> **Exercise description**
Starting with the line that has "Expected: one point per instance of the sky, each" in it, repeat every line through the last one, word for word, and give nothing more.

--- Supplied information ---

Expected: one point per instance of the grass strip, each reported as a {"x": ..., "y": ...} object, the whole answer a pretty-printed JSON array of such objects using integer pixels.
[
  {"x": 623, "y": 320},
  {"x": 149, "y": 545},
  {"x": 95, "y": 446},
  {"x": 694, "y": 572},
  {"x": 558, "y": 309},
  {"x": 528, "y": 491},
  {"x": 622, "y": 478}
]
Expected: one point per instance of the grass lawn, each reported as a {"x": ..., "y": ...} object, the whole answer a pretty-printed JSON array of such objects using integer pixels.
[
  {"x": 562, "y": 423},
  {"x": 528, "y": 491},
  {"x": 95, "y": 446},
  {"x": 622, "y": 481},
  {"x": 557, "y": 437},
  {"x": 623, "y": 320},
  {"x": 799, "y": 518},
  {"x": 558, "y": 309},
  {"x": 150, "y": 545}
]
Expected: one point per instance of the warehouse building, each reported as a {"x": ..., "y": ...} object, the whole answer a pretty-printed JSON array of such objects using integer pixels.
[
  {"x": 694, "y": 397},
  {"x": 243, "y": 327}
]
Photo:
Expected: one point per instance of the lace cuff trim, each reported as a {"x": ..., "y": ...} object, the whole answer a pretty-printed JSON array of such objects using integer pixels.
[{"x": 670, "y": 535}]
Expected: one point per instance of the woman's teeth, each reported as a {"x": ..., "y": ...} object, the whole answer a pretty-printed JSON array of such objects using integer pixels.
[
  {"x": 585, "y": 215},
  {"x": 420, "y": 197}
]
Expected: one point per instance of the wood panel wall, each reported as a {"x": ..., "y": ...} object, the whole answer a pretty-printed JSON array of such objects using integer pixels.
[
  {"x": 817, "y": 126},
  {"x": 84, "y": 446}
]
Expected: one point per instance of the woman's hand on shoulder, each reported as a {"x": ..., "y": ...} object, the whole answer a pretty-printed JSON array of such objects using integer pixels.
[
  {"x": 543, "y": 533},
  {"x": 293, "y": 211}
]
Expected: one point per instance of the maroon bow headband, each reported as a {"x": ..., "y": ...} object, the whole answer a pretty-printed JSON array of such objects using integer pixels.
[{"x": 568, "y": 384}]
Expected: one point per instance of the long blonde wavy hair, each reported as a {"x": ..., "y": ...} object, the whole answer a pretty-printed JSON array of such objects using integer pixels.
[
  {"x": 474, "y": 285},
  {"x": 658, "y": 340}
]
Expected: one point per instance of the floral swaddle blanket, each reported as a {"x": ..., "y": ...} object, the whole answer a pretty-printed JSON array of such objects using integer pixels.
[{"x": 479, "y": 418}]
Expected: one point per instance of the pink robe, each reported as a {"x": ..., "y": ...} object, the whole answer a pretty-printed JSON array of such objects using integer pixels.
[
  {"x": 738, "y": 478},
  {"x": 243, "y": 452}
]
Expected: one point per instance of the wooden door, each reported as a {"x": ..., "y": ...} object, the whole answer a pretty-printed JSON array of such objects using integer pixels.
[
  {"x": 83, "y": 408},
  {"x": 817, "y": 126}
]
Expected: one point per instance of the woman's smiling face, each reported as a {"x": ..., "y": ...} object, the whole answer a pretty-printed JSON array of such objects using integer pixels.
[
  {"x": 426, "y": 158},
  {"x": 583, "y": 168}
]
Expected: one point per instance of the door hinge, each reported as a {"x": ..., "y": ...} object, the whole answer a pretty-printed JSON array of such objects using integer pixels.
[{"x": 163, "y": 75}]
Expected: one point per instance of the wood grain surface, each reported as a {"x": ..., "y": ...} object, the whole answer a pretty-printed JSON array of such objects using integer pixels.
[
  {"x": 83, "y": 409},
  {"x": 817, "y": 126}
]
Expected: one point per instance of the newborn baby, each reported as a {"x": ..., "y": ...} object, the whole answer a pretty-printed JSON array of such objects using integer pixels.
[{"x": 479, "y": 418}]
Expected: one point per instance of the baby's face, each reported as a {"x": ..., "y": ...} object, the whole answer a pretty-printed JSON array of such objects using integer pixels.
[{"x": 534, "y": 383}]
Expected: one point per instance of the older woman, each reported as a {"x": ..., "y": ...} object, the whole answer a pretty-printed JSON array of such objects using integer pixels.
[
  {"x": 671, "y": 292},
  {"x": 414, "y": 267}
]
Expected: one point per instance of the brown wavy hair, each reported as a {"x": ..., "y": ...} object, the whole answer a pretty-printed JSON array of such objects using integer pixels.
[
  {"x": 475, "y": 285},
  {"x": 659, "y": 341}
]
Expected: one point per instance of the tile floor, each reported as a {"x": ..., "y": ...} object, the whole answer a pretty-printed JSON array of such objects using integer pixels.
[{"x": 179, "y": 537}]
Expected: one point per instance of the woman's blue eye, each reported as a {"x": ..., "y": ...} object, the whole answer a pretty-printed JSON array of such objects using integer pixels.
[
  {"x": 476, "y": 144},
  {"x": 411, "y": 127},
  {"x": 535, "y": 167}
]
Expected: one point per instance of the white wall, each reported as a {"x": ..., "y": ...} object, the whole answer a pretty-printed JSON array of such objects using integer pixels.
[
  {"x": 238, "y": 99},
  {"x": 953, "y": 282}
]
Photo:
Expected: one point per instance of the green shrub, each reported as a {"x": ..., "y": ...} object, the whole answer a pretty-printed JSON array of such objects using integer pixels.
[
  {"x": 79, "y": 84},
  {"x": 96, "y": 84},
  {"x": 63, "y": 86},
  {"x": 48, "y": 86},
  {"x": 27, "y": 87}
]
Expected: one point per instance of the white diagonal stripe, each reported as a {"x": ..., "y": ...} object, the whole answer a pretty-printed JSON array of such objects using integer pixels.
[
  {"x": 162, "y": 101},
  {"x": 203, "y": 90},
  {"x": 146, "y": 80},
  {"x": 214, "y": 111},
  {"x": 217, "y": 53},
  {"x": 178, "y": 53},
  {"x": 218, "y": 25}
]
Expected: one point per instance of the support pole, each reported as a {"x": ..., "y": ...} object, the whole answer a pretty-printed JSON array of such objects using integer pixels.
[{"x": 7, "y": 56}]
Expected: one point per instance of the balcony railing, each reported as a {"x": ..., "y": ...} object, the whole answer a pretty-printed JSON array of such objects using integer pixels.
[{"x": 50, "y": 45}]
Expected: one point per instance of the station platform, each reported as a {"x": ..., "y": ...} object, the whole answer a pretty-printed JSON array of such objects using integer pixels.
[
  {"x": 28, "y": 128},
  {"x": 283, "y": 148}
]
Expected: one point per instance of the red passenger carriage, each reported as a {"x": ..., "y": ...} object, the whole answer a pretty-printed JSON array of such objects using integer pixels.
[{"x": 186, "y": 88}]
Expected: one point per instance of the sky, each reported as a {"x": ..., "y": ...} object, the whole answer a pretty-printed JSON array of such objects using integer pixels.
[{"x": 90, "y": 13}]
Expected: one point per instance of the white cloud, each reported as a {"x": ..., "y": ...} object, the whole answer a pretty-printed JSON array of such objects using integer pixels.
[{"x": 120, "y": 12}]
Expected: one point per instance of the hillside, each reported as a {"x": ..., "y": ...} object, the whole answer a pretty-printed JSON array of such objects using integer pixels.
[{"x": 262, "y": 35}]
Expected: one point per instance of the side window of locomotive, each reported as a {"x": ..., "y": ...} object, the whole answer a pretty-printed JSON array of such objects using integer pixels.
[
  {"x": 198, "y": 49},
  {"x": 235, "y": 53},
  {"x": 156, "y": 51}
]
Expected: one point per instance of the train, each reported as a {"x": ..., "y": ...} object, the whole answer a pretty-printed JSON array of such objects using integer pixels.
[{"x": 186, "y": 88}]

---

> **Full solution**
Expected: one point per instance of the sky, each reported as a {"x": ..., "y": ...} object, the whole answer a pretty-printed JSON array of such objects using integer pixels.
[{"x": 90, "y": 13}]
Expected: one point per instance of the white cloud, each reported as a {"x": ..., "y": ...} object, the whole answer a pretty-printed JSON array of such objects using integer pixels.
[{"x": 120, "y": 12}]
Expected: one point per instance of the hillside, each reported as a {"x": ..., "y": ...} object, the whole answer a pretty-printed JSON array of such objects using integer pixels.
[{"x": 262, "y": 35}]
Expected: one point per instance of the side window of locomotive, each reported as a {"x": ..., "y": ...} object, the whole answer a pretty-printed JSON array of such objects using integer pixels.
[
  {"x": 198, "y": 49},
  {"x": 235, "y": 53},
  {"x": 156, "y": 51}
]
Expected: one point per instance of the train, each reported as a {"x": ..., "y": ...} object, the whole answer a pretty-printed JSON array of such objects using integer pixels.
[{"x": 186, "y": 88}]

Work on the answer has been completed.